--- START OF RAW RECORDS ---

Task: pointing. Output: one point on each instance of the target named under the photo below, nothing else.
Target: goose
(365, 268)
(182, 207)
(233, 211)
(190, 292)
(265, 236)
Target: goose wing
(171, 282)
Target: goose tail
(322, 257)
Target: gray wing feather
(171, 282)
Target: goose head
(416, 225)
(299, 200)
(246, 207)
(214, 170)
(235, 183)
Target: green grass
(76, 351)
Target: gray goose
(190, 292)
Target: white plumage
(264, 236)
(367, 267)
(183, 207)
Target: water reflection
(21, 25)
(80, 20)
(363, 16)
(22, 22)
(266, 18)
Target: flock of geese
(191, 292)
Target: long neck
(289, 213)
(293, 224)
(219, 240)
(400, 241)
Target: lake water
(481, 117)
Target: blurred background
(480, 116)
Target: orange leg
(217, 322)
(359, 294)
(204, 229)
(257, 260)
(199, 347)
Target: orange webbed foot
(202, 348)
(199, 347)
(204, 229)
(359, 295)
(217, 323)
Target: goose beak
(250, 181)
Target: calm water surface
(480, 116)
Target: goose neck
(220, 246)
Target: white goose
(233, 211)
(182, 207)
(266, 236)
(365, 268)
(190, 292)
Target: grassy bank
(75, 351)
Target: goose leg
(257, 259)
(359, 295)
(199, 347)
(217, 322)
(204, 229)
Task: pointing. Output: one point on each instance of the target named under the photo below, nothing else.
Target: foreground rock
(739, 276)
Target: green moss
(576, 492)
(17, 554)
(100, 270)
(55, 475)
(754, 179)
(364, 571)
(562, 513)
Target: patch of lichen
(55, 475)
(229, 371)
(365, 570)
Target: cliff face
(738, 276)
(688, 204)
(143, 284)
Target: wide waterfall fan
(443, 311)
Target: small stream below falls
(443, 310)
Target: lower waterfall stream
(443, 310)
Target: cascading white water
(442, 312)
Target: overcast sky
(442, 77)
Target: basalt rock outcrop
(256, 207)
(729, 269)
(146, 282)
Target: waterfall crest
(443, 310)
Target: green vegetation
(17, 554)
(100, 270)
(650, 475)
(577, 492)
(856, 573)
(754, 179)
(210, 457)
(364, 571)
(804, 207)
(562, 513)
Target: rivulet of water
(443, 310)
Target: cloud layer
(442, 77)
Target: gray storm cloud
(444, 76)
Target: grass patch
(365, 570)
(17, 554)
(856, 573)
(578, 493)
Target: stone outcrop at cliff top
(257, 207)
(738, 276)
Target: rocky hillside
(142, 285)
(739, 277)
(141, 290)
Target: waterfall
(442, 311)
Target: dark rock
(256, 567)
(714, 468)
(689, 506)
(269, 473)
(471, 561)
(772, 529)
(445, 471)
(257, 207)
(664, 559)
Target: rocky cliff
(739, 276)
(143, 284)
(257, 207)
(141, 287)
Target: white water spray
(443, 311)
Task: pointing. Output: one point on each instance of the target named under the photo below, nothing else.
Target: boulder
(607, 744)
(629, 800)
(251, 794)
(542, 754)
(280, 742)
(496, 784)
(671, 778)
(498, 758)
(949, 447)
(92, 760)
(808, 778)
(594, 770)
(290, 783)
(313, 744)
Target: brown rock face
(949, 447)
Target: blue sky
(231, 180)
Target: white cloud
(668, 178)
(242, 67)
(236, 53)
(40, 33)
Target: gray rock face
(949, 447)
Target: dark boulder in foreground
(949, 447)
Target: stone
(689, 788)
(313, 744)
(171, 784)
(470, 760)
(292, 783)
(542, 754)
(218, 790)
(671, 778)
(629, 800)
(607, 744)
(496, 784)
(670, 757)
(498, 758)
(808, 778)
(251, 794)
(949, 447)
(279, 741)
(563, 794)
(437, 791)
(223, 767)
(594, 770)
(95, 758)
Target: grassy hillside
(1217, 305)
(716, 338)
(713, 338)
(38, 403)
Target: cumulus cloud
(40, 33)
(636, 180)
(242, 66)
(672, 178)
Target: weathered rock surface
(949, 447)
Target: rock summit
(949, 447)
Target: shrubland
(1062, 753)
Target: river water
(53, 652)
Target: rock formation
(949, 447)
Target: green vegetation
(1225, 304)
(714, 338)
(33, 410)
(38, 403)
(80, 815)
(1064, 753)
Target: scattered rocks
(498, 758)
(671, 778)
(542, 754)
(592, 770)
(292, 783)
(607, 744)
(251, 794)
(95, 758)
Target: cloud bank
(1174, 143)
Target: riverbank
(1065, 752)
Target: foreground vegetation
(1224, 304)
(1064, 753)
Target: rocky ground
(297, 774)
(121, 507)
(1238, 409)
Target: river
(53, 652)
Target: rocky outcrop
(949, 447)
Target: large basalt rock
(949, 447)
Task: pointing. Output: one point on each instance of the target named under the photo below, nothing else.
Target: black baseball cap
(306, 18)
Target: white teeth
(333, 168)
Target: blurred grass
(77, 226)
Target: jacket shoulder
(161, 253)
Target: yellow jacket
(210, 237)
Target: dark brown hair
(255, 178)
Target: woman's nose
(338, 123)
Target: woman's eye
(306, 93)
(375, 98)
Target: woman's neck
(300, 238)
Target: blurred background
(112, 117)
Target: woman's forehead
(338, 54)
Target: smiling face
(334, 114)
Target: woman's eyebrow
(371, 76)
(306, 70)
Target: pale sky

--- END OF RAW RECORDS ---

PROBLEM TO WORK ON
Reproduce all of the records exactly.

TASK SOLUTION
Task: pointing. Output: one point on each instance of the target named under the photo below, nothing else.
Target: goose
(365, 268)
(182, 207)
(233, 211)
(190, 292)
(265, 236)
Target: goose wing
(171, 282)
Target: goose tail
(322, 257)
Target: gray wing feather
(171, 282)
Target: goose head
(416, 225)
(299, 200)
(246, 207)
(214, 170)
(235, 183)
Target: green grass
(76, 351)
Target: gray goose
(190, 292)
Target: white plumage
(264, 236)
(367, 267)
(183, 207)
Target: water reflection
(21, 25)
(80, 20)
(363, 16)
(22, 22)
(266, 18)
Target: flock of geese
(191, 292)
Target: long neck
(289, 213)
(293, 224)
(219, 240)
(400, 241)
Target: lake water
(481, 117)
Target: blurred background
(480, 116)
Target: orange leg
(217, 322)
(359, 294)
(204, 229)
(257, 260)
(199, 347)
Target: orange webbed foot
(202, 348)
(199, 347)
(204, 229)
(359, 295)
(217, 323)
Target: goose beak
(250, 181)
Target: calm water surface
(480, 116)
Target: goose neck
(220, 246)
Target: white goose
(233, 211)
(182, 207)
(266, 236)
(365, 268)
(190, 292)
Target: grassy bank
(75, 351)
Target: goose leg
(257, 259)
(359, 295)
(199, 347)
(217, 322)
(204, 229)
Task: pointing. Output: one point on each instance of the target named under the photo below, nothing else.
Target: foreground rock
(739, 276)
Target: green moss
(576, 492)
(17, 554)
(100, 270)
(55, 475)
(754, 179)
(364, 571)
(562, 513)
Target: patch of lichen
(55, 475)
(229, 371)
(365, 570)
Target: cliff face
(738, 276)
(688, 204)
(143, 284)
Target: wide waterfall fan
(443, 311)
Target: small stream below falls
(443, 310)
Target: lower waterfall stream
(443, 310)
Target: cascading white water
(442, 312)
Target: overcast sky
(442, 77)
Target: basalt rock outcrop
(256, 207)
(729, 269)
(146, 282)
Target: waterfall crest
(443, 310)
Target: green vegetation
(17, 554)
(100, 270)
(650, 475)
(577, 492)
(856, 573)
(754, 179)
(210, 457)
(364, 571)
(804, 207)
(562, 513)
Target: rivulet of water
(443, 310)
Target: cloud layer
(442, 77)
Target: gray storm cloud
(444, 76)
Target: grass patch
(365, 570)
(17, 554)
(856, 573)
(578, 493)
Target: stone outcrop at cliff top
(257, 207)
(738, 276)
Target: rocky hillside
(142, 285)
(739, 277)
(141, 290)
Target: waterfall
(442, 311)
Target: dark rock
(256, 567)
(714, 468)
(689, 506)
(269, 473)
(471, 561)
(772, 529)
(445, 471)
(257, 207)
(664, 559)
Target: rocky cliff
(739, 276)
(143, 284)
(257, 207)
(141, 287)
Target: white water spray
(443, 311)
Task: pointing. Output: one point on each instance of the target named under the photo below, nothing else.
Target: boulder
(607, 744)
(629, 800)
(251, 794)
(542, 754)
(280, 742)
(496, 784)
(671, 778)
(498, 758)
(949, 447)
(92, 760)
(808, 778)
(594, 770)
(290, 783)
(313, 744)
Target: brown rock face
(949, 447)
Target: blue sky
(231, 180)
Target: white cloud
(668, 178)
(242, 67)
(236, 53)
(40, 33)
Target: gray rock face
(949, 447)
Target: dark boulder in foreground
(949, 447)
Target: stone
(689, 788)
(313, 744)
(171, 784)
(470, 760)
(292, 783)
(542, 754)
(218, 790)
(671, 778)
(629, 800)
(607, 744)
(496, 784)
(670, 757)
(498, 758)
(808, 778)
(251, 794)
(949, 447)
(279, 741)
(563, 794)
(437, 791)
(223, 767)
(594, 770)
(95, 758)
Target: grassy hillside
(1217, 305)
(716, 338)
(713, 338)
(38, 403)
Target: cumulus cloud
(40, 33)
(636, 180)
(242, 66)
(672, 178)
Target: weathered rock surface
(949, 447)
Target: rock summit
(949, 447)
Target: shrubland
(1062, 753)
Target: river water
(53, 652)
Target: rock formation
(949, 447)
Target: green vegetation
(1225, 304)
(714, 338)
(33, 410)
(38, 403)
(80, 815)
(1064, 753)
Target: scattered rocks
(498, 758)
(671, 778)
(542, 754)
(592, 770)
(292, 783)
(607, 744)
(251, 794)
(95, 758)
Target: cloud bank
(1174, 143)
Target: riverbank
(1065, 752)
Target: foreground vegetation
(1224, 304)
(1064, 753)
Target: rocky ground
(297, 774)
(121, 507)
(1238, 409)
Target: river
(53, 652)
Target: rocky outcrop
(949, 447)
Target: large basalt rock
(949, 447)
Task: pointing. Output: one point on each instance of the target named under the photo below, nothing else.
Target: black baseball cap
(306, 18)
Target: white teeth
(333, 168)
Target: blurred grass
(77, 226)
Target: jacket shoulder
(161, 253)
Target: yellow jacket
(210, 237)
Target: dark brown hair
(255, 178)
Target: woman's nose
(338, 123)
Target: woman's eye
(306, 93)
(375, 98)
Target: woman's neck
(300, 238)
Target: blurred background
(112, 117)
Target: woman's forehead
(338, 54)
Target: smiling face
(334, 114)
Target: woman's eyebrow
(371, 76)
(306, 70)
Target: pale sky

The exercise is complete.